Write out the following listing's lines from the one with "outline --target=athlete's gloved" to the one with "outline --target=black glove", exactly, with both included and no others.

^^^^^^^^

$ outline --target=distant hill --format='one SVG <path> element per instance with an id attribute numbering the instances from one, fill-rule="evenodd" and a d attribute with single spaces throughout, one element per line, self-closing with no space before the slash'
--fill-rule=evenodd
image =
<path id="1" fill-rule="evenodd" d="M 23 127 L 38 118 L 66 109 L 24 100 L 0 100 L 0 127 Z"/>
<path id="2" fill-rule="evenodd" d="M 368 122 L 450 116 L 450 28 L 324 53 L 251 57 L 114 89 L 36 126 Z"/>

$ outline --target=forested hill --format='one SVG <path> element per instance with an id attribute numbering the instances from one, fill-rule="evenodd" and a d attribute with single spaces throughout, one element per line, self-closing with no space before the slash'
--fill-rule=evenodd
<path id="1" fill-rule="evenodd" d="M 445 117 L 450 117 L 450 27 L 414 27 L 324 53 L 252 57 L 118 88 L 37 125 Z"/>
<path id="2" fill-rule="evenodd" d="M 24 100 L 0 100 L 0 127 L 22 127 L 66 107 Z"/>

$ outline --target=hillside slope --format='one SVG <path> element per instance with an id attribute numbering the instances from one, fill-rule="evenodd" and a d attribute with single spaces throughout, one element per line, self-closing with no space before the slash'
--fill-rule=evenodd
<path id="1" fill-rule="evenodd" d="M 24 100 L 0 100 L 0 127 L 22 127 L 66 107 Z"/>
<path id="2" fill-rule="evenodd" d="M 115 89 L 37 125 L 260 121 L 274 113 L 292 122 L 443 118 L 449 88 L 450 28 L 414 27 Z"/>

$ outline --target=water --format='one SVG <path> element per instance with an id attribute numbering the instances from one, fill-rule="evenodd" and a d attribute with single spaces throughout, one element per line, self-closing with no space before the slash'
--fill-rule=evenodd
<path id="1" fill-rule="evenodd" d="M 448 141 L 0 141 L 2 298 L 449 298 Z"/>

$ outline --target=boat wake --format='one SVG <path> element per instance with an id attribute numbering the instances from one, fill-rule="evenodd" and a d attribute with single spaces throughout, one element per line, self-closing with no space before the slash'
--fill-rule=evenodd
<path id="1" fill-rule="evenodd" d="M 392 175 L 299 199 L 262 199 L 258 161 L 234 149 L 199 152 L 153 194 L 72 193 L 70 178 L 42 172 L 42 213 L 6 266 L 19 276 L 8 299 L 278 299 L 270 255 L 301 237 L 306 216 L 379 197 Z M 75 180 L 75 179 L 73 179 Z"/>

^^^^^^^^

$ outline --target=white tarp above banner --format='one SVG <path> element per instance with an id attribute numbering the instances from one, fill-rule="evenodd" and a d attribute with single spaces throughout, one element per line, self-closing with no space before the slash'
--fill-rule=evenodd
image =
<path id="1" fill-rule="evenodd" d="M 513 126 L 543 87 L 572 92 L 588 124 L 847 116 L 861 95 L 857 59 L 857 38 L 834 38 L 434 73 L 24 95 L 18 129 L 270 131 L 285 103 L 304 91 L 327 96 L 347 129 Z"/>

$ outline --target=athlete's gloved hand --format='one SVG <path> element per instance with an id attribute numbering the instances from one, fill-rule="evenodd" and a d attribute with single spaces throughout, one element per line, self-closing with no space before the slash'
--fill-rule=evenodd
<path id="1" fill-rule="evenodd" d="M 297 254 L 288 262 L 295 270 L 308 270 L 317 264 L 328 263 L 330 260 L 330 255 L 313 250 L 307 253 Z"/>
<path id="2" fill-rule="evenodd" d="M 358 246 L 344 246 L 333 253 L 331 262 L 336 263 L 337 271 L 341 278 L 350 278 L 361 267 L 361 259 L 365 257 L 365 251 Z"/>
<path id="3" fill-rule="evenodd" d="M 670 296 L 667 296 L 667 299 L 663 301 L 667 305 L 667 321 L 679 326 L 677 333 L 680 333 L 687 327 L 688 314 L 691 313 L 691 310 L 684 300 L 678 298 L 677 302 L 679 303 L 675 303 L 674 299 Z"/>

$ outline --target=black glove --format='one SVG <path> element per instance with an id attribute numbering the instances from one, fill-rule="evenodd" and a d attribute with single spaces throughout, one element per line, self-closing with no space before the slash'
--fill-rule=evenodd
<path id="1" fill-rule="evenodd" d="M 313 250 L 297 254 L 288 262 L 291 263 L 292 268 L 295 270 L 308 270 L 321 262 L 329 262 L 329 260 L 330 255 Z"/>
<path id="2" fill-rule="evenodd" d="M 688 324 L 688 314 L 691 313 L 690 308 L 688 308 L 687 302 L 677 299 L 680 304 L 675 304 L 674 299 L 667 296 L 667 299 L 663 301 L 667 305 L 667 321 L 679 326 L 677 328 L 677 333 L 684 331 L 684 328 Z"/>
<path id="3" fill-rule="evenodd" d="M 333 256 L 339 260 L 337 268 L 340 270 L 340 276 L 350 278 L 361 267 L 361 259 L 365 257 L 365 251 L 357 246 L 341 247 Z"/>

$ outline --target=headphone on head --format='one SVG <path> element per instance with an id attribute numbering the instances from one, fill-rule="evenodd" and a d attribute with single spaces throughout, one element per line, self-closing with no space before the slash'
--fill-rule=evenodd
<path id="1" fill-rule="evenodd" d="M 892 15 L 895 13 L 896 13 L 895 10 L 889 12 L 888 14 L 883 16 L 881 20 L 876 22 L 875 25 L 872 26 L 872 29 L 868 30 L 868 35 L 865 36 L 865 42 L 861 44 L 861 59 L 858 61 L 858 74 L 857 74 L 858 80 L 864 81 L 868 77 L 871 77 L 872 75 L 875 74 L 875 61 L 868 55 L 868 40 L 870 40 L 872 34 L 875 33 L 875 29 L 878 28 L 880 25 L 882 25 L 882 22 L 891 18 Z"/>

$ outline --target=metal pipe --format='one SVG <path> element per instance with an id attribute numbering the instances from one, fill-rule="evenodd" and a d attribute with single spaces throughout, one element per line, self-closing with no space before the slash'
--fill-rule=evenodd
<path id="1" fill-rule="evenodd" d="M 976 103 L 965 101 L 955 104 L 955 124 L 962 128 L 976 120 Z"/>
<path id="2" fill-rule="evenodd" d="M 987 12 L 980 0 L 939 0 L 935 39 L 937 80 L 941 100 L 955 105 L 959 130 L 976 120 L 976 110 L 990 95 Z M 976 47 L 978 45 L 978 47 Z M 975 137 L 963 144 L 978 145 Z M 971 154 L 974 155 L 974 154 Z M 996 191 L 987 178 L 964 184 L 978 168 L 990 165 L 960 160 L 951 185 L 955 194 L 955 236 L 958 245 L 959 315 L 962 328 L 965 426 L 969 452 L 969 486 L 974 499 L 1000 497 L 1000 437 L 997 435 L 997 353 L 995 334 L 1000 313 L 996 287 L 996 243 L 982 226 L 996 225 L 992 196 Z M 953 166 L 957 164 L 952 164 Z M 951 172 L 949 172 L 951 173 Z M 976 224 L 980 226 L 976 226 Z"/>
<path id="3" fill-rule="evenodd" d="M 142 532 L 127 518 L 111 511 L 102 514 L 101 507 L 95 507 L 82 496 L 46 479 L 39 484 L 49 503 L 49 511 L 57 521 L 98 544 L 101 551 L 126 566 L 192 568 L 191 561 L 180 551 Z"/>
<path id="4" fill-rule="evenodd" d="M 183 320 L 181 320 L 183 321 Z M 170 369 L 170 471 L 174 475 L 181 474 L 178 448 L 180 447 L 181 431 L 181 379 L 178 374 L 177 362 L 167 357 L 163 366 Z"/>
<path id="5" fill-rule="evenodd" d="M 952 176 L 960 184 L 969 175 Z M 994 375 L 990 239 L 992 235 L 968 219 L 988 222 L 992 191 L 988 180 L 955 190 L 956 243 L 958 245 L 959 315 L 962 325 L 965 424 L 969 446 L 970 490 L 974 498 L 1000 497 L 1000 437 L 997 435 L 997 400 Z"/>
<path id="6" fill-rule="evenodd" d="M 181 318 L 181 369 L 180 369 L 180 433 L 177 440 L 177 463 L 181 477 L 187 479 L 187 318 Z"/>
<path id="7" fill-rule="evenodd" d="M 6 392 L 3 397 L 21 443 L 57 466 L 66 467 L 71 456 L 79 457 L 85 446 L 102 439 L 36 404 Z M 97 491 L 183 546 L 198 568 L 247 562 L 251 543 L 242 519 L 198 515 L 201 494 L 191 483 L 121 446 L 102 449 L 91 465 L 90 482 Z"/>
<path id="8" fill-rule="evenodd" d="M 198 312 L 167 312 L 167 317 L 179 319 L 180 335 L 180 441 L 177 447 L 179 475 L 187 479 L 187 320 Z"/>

^^^^^^^^

- [Answer below]:
$ outline --target=athlete's gloved hand --format='one SVG <path> element per instance with an id attribute numbering the instances from one, fill-rule="evenodd" and a d attribute with single spaces throughout, one element per line, self-closing with no space before the slash'
--fill-rule=evenodd
<path id="1" fill-rule="evenodd" d="M 297 254 L 288 262 L 295 270 L 308 270 L 317 264 L 328 263 L 330 260 L 330 255 L 313 250 L 307 253 Z"/>
<path id="2" fill-rule="evenodd" d="M 358 246 L 344 246 L 333 253 L 331 262 L 336 263 L 337 271 L 341 278 L 350 278 L 361 267 L 361 259 L 365 257 L 365 251 Z"/>
<path id="3" fill-rule="evenodd" d="M 670 296 L 667 296 L 667 299 L 663 301 L 667 305 L 667 321 L 679 326 L 677 333 L 680 333 L 687 327 L 688 314 L 691 313 L 691 310 L 684 300 L 678 298 L 677 302 L 679 303 L 675 303 L 674 299 Z"/>

$ outline --target=black glove --format='one SVG <path> element per instance with an id attribute numbering the instances from one, fill-rule="evenodd" and a d attribute with single spaces throughout, one element per line, self-closing with no space before the slash'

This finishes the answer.